Saved data entries:
□ □ □ □
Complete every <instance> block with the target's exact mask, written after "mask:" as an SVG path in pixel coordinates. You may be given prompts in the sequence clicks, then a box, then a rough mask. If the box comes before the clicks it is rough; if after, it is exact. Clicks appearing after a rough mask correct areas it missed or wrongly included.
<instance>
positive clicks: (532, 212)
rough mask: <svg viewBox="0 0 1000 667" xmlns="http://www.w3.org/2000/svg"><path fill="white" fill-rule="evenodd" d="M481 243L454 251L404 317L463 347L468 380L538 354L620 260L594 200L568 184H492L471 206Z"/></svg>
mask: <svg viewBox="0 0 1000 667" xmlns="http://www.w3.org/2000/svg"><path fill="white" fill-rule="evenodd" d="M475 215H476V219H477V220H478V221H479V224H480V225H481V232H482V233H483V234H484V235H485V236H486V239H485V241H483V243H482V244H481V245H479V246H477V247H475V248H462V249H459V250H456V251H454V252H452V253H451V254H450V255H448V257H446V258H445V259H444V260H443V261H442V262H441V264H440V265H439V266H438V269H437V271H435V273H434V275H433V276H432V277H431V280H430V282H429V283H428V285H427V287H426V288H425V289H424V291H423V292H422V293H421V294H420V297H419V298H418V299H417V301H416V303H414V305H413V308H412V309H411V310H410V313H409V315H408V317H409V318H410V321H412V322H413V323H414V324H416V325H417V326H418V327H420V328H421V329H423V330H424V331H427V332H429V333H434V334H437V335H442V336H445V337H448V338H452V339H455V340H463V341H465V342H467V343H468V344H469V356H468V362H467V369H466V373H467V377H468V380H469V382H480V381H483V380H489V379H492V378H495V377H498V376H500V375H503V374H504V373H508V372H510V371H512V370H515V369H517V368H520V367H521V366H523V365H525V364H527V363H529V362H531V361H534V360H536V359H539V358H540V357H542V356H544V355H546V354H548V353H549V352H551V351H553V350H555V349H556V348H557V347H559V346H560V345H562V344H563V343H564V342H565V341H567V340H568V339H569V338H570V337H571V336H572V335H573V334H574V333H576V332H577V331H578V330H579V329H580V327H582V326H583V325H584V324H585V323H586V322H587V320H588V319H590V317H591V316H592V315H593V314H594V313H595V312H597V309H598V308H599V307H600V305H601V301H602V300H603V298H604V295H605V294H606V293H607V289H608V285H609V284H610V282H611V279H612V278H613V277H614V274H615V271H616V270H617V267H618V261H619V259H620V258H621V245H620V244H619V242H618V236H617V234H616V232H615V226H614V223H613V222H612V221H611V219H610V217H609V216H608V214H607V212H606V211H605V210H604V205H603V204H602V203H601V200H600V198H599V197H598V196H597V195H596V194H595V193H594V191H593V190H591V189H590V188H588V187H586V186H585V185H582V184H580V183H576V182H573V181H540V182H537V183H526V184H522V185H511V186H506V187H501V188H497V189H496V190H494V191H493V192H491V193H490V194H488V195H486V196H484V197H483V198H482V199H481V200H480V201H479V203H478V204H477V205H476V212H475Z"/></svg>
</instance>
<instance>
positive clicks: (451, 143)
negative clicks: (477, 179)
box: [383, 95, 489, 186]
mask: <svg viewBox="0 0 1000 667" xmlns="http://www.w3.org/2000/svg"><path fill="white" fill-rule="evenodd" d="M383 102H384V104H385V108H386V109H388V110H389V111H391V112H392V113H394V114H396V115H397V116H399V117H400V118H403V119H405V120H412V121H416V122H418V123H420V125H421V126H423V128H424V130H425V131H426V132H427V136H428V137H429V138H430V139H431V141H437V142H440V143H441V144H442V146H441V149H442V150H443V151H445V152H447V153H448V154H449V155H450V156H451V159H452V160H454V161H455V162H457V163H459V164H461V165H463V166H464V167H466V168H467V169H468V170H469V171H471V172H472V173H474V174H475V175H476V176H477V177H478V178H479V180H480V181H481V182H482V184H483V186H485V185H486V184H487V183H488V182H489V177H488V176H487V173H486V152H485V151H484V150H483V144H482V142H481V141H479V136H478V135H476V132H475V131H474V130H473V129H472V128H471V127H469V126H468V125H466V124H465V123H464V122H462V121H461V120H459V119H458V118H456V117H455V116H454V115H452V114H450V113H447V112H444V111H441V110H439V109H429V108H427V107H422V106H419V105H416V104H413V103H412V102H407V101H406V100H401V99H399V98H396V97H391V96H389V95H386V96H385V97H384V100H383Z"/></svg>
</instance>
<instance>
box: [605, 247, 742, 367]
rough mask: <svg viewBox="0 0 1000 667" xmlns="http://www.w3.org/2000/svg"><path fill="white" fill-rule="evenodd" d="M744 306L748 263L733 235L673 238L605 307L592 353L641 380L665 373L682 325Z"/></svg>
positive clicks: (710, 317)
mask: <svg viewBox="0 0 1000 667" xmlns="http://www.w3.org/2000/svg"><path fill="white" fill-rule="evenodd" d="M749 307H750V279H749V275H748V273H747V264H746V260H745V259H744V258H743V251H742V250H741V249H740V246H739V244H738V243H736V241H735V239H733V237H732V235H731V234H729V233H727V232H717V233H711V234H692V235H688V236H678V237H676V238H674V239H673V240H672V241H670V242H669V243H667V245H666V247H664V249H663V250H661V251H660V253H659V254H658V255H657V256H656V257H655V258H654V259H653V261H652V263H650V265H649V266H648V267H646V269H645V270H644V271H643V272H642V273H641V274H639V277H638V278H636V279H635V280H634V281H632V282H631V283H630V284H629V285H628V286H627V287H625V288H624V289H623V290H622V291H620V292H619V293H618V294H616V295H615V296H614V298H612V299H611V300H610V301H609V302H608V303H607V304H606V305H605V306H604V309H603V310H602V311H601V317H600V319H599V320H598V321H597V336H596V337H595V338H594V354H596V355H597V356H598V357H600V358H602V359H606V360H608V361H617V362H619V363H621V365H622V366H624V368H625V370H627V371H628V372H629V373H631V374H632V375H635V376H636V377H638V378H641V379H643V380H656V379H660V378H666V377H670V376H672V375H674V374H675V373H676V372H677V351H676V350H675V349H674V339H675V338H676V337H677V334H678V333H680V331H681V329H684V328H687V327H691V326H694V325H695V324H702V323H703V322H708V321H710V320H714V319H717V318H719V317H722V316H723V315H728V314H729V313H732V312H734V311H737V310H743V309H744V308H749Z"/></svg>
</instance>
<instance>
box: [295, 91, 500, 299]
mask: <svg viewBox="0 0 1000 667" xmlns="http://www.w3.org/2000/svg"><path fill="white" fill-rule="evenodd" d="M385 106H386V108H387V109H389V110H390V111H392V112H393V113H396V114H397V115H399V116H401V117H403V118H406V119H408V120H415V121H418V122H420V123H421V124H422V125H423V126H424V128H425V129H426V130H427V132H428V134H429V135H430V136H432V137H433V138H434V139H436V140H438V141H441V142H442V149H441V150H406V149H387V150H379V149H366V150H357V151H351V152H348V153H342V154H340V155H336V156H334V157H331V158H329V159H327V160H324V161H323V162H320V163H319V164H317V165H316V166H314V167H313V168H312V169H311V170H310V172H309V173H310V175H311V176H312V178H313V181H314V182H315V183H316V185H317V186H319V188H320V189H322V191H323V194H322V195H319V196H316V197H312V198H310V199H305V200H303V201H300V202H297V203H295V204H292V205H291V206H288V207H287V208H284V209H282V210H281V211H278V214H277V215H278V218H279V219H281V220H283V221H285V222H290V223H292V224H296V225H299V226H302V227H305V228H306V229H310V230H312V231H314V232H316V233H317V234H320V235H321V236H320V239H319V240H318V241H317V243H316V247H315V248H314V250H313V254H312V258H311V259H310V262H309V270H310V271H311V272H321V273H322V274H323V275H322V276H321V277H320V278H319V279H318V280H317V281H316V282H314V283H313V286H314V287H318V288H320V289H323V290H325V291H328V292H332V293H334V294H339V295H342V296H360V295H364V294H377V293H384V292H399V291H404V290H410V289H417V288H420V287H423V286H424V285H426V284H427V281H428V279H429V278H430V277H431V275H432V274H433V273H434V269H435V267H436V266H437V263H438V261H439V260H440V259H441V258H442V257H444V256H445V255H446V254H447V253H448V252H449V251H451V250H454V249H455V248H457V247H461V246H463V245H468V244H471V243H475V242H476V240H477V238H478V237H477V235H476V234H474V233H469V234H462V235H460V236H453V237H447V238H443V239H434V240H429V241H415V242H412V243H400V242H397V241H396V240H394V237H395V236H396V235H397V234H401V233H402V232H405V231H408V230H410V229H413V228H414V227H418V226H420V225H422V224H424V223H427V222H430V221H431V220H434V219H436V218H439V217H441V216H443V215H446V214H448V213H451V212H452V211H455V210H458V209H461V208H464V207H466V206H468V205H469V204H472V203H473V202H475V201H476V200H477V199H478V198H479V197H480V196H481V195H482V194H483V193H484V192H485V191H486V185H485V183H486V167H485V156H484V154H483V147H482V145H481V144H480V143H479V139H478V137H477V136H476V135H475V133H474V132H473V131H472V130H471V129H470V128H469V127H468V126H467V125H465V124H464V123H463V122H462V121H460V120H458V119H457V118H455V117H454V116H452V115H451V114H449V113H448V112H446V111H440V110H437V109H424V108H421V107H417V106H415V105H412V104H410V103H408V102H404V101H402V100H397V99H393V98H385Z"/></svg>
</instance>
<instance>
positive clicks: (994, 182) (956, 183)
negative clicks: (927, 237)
□ □ □ □
**Work required**
Pull out every line above that holds the word "negative".

**Result below**
negative clicks: (477, 179)
negative clicks: (927, 237)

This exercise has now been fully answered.